Text:
/---

Certainly that could be done in theory - but the amount of energy it would
take would be of a scale we haven't even begun to barely imagine. We certainly
aren't generating that amount to do it, or harnessing such amount either.

So practically, the answer to your question is "no"; what we "send away" from
the Earth is negligible.

In order for you to understand why, I encourage you to research the scale of
things you are trying to understand. The Earth is big - really big. It may not
seem like it, but it really is. What might cause you both a bit of "fright"
and "wonder" though is the atmosphere: Compared to the Earth, the atmosphere
is thin - very thin. For instance, if you imagined a baseball as the planet
Earth, the atmosphere would be a very thin layer over the surface of the
baseball, much lower than the ridges formed by the lacings.

Then you compare the scale of the Earth (it's size) to that of say - Jupiter
(heck, just the Great Red Spot!). Then compare Jupiter's size to the size of
the Sun (hint: Jupiter is tiny).

\---

Entries shown:

/---

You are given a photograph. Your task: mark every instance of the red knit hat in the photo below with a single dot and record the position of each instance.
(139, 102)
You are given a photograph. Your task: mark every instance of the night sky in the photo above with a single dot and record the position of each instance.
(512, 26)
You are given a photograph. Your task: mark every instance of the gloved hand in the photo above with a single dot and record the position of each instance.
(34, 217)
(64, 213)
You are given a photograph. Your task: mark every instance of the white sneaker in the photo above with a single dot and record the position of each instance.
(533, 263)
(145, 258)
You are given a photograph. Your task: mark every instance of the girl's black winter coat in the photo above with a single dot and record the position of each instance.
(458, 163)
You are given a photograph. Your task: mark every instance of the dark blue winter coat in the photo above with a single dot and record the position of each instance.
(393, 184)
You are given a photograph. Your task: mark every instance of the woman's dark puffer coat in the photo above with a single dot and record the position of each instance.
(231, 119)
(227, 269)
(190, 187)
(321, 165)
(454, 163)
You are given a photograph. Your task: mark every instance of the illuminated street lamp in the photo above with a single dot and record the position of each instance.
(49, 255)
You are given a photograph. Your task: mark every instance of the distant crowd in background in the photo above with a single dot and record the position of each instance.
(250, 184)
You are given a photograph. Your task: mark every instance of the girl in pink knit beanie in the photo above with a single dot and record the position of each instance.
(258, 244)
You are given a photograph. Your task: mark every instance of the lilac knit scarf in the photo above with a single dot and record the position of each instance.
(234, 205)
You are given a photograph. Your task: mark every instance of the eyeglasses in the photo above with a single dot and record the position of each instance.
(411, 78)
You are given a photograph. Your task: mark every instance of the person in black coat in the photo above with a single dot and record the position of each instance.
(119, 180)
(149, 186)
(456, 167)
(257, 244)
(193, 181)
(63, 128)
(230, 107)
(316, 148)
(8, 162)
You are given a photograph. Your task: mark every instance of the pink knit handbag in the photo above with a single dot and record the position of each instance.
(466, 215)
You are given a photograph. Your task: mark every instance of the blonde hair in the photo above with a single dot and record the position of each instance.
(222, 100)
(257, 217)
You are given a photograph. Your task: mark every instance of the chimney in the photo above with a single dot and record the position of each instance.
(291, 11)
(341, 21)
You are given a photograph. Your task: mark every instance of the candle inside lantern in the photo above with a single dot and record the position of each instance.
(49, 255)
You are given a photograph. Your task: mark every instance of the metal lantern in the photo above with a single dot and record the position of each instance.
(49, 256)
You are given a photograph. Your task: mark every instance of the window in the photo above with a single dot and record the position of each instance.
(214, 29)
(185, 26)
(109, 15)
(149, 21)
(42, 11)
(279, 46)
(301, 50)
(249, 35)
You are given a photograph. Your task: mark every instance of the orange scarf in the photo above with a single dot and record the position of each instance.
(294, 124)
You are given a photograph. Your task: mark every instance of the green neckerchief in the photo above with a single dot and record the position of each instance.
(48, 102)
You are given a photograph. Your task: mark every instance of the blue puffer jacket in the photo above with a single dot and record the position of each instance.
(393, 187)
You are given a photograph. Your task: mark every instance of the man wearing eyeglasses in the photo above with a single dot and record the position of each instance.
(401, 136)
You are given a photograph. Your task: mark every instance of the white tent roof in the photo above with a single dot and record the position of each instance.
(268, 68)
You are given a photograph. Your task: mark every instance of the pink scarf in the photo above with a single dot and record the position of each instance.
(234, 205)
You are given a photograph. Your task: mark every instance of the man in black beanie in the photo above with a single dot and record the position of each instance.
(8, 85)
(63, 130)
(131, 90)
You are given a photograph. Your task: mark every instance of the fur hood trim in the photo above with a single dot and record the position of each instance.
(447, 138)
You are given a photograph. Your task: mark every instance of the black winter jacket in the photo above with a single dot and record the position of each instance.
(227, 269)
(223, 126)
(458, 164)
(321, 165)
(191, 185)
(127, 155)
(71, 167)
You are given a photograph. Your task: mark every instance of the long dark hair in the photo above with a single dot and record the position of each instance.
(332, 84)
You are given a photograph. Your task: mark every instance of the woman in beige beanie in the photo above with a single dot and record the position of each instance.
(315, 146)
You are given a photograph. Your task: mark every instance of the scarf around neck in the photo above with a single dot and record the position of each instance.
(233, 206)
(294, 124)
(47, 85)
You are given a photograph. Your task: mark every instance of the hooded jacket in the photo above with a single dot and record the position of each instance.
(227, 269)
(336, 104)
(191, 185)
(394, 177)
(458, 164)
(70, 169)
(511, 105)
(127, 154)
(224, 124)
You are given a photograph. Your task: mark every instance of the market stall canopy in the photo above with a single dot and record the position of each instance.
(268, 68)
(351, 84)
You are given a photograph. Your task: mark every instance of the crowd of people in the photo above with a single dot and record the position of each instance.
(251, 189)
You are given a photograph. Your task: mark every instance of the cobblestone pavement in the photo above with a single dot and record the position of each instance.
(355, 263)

\---

Problem to solve:
Please answer from the text on Earth's scale: what object stands in for the planet to show how thin the atmosphere is?

Output for this exercise:
A baseball.